| READING TEXT |

※ ※ ※

Home birth risks under scrutiny

By Clare Murphy
Health reporter, BBC News

  • Published
New baby
Image caption,
There have been few comprehensive studies into home births

Women who plan home births recover more rapidly from childbirth, but there is a higher risk of their child dying, an international study suggests.

US analysis of more than 500,000 births in North America and Europe found death rates for babies in planned home births were double that of those in planned hospital births.

But the risk was still low, at 0.2%.

UK doctors said the evidence needed to be taken into account, but a midwives' body questioned its relevance.

The research, published in the American Journal of Obstetrics and Gynaecology, examined studies on the relative safety of planned home and hospital births from around the world.

Researchers looked at data from nearly 350,000 planned home births and more than 200,000 planned hospital deliveries.

Crucially, it looked at where the woman had planned to give birth, rather than the actual birthplace.

The researchers argued that the safety of home births may have previously been overplayed by the fact that when there are complications and a woman is rushed to hospital, any adverse outcome is recorded as a hospital birth.

Rates of home birth vary across the developed world. In the Netherlands a third of women deliver at home, while in the US around one in 200 women do so.

Fewer interventions

The researchers described their findings of a doubling of the risk of neonatal mortality among those planning home birth as "striking", because it is often those with the lowest risk of complications who do not need to deliver in hospital. When researchers took out babies with congenital abnormalities, the risk was threefold.

When deaths occured among the home birth group, they were overwhelmingly attributed to respiratory problems during birth and failed attempts at rescusitation.

Overall these problems have been decreasing in recent decades, which is thought to be down to greater medical intervention, including more liberal use of ultrasound, electronic fetal heart monitoring, the induction of labour and Caesarean delivery.

But the lack of medical intervention may explain why the mothers who planned a home birth tended to end up with fewer tears or lacerations, fewer cases of postpartum haemorrhage and fewer infections.

But the researchers suggested these benefits did come at a cost.

"Women choosing home birth, particularly low-risk individuals who had given birth previously, are in large part successful in achieving their goal of delivering with less morbidity and medical intervention than experienced during hospital-based childbirth," said lead author Dr Joseph Wax from the Department of Obstetrics and Gynaecology at Maine Medical Center.

"Of significant concern, these apparent benefits are associated with a doubling of the neonatal mortality rate overall and a near tripling among infants born without congenital defects."

※ ※ ※

| GIVEN ENTRIES |
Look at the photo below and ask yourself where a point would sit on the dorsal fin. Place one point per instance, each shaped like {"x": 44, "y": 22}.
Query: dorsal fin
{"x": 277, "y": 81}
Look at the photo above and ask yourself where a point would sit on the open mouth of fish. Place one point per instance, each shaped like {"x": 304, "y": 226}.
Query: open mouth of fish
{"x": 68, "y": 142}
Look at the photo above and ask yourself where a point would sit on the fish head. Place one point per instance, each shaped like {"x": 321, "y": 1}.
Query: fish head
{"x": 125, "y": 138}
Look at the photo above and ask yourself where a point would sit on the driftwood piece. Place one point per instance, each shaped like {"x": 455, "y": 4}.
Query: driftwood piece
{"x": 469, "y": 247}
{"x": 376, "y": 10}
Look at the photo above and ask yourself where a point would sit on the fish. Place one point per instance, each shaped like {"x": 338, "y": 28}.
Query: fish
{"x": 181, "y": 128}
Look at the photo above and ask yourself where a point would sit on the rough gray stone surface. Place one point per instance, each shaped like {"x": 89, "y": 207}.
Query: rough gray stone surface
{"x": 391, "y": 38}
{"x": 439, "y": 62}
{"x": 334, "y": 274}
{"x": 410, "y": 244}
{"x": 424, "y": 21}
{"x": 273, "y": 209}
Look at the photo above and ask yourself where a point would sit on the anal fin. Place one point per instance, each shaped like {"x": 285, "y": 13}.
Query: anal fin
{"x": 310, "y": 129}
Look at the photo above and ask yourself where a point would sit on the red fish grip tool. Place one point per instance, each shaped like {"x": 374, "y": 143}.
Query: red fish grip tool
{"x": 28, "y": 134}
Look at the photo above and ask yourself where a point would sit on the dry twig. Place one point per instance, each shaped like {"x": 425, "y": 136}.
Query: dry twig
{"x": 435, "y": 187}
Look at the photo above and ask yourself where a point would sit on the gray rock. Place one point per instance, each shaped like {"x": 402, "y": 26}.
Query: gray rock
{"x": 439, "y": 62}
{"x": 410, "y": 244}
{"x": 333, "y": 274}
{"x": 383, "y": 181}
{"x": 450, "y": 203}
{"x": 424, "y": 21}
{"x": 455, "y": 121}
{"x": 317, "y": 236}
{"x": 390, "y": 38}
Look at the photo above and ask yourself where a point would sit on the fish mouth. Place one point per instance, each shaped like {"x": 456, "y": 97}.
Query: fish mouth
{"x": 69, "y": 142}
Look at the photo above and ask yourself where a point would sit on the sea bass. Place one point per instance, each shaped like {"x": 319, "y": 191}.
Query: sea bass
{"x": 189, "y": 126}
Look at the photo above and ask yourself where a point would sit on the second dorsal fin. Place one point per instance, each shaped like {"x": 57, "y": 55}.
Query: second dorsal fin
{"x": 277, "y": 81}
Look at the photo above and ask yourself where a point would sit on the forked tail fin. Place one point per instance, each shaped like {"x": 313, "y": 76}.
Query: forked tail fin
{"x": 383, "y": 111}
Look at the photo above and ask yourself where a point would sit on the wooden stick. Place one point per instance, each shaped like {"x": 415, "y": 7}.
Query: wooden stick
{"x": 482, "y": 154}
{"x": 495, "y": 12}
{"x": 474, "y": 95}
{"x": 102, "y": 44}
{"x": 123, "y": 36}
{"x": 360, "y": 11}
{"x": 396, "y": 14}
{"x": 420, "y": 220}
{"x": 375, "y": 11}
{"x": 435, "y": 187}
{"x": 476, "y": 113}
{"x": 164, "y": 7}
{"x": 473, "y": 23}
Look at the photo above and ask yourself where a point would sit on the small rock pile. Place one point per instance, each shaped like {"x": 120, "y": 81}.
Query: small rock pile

※ ※ ※

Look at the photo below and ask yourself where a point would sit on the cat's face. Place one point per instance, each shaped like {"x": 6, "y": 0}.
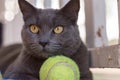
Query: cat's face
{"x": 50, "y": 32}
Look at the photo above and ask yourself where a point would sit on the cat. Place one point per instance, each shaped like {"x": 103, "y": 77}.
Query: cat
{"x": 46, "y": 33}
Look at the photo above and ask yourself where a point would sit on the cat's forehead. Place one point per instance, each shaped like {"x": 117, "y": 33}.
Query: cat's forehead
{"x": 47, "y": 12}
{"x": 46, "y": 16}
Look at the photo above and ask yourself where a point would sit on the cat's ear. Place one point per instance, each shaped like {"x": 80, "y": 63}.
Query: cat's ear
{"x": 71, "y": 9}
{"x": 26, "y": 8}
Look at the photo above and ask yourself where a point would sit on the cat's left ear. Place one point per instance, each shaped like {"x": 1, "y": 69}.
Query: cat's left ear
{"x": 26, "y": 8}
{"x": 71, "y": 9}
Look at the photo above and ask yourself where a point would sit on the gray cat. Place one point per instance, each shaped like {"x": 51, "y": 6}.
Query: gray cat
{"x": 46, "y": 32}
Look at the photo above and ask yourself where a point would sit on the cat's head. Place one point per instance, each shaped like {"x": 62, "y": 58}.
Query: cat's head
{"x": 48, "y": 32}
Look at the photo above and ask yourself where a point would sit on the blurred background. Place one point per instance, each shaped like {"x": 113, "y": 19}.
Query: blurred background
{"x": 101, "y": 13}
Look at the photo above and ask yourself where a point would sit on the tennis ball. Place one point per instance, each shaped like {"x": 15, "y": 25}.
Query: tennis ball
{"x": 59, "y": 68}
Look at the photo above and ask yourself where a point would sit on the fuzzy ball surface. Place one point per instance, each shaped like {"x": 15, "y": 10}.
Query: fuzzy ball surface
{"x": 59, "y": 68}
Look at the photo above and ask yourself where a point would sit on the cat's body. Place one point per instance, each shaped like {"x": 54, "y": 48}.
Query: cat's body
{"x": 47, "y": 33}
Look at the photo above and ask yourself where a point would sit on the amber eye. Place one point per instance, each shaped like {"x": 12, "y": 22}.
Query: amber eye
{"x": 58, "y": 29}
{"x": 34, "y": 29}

※ ※ ※

From the article on home birth risks, reproduce the passage from "The researchers argued" up to and including "women do so." word for word.

The researchers argued that the safety of home births may have previously been overplayed by the fact that when there are complications and a woman is rushed to hospital, any adverse outcome is recorded as a hospital birth.

Rates of home birth vary across the developed world. In the Netherlands a third of women deliver at home, while in the US around one in 200 women do so.